Excerpt ::
[start]

Keywords: NEEDINFO => (none)
Assignee: bugsquad => basesystem
CC: (none) => kde

Comment 7 Marja Van Waes 2016-12-16 11:50:55 CET
Oops, seems I pasted the last log lines twice, sorry about that!
Comment 8 George Mitchell 2016-12-16 16:32:07 CET
I will admit that I am seeing a lot of instability with the plasma desktop and it is freezing up periodically and randomly.  But when it happened with the installer there was no plasma desktop involved.  So they are clearly two different problems.  I am feeling that neither the installer nor the drakboot nor the package manager should be trying to mount volumes without the users explicit permission.  The only reason the volume is being mounted is to try to discover if there are OS's on it.  The user should have the option of skipping that step because it may be unnecessary and can lead to trouble in some cases.
Comment 9 George Mitchell 2016-12-16 16:39:43 CET
I will follow up with more comments as I continue to learn more about what is going on with this.
Comment 10 Marja Van Waes 2016-12-16 17:40:53 CET
(In reply to George Mitchell from comment #8)
> But when it happened with
> the installer there was no plasma desktop involved.  So they are clearly two
> different problems.  

Well, in both cases X freezes when grub2 is configured, so I'm not yet convinced they're different issues. 

Could you please redo the installation with that disk powered on and unmounted and try, after the freeze, whether you can still switch to tty2 with "Ctrl+Alt+F2" ?

[end]

Supplied material ::

[start]

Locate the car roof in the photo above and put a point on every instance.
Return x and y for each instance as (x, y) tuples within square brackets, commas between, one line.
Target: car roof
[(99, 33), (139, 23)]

[end]

Task instructions ::
From the bug report thread above, pull out the passage starting at "Comment 9 George" and ending at "they're different issues.", copying it word for word.

Response ::
Comment 9 George Mitchell 2016-12-16 16:39:43 CET
I will follow up with more comments as I continue to learn more about what is going on with this.
Comment 10 Marja Van Waes 2016-12-16 17:40:53 CET
(In reply to George Mitchell from comment #8)
> But when it happened with
> the installer there was no plasma desktop involved.  So they are clearly two
> different problems.  

Well, in both cases X freezes when grub2 is configured, so I'm not yet convinced they're different issues.